Text passage:
........
Sun Zhaoliang (; born 28 May 1996) is a Chinese footballer who currently plays for Chinese club Lijiang Yuanheng.

Club career
Sun Zhaoliang went to Portugal for further training as a part of the Chinese Football Association's Project in 2011. He played for Pombal, Real Massamá and Sacavenense's youth academy between 2011 and 2015. Sun made his senior debut with Campeonato de Portugal club Pinhalnovense in the 2015–16 season. He moved to fellow Campeonato de Portuga side União Torreense in July 2016.

On 24 January 2017, Sun returned to China and signed a contract with his hometown club Liaoning F.C. in the Chinese Super League. He made his debut for Liaoning on 21 April 2017 in a 2–1 away defeat against Guangzhou Evergrande as the benefit of the new rule of the league that at least one Under-23 player must be in the starting line-up and was substituted off in the 18th minute. In January 2018, his former club Changchun Yatai submitted a claim to the Chinese Football Association for his ownership.
........
Records shown:
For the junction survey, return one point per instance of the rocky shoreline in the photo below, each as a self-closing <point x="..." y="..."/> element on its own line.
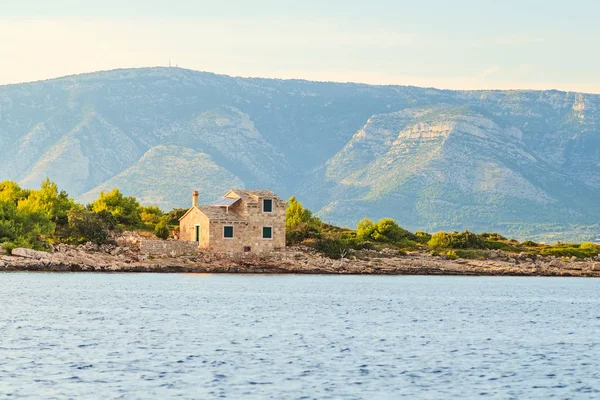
<point x="296" y="260"/>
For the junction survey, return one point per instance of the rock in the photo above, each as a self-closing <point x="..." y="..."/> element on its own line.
<point x="32" y="254"/>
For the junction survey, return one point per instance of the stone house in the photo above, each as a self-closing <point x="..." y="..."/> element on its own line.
<point x="251" y="221"/>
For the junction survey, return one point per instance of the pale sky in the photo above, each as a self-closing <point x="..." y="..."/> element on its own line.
<point x="459" y="44"/>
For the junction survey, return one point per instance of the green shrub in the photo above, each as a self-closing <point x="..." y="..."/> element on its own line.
........
Tasks to perform:
1) Reproduce the part of the footballer biography between "Sun Zhaoliang (;" and "in July 2016.", inclusive, word for word.
2) Count the lines of the records containing the string "shoreline" and reply with that number alone.
The text and the records have nothing to do with each other.

Final results:
1)
Sun Zhaoliang (; born 28 May 1996) is a Chinese footballer who currently plays for Chinese club Lijiang Yuanheng.

Club career
Sun Zhaoliang went to Portugal for further training as a part of the Chinese Football Association's Project in 2011. He played for Pombal, Real Massamá and Sacavenense's youth academy between 2011 and 2015. Sun made his senior debut with Campeonato de Portugal club Pinhalnovense in the 2015–16 season. He moved to fellow Campeonato de Portuga side União Torreense in July 2016.

2) 1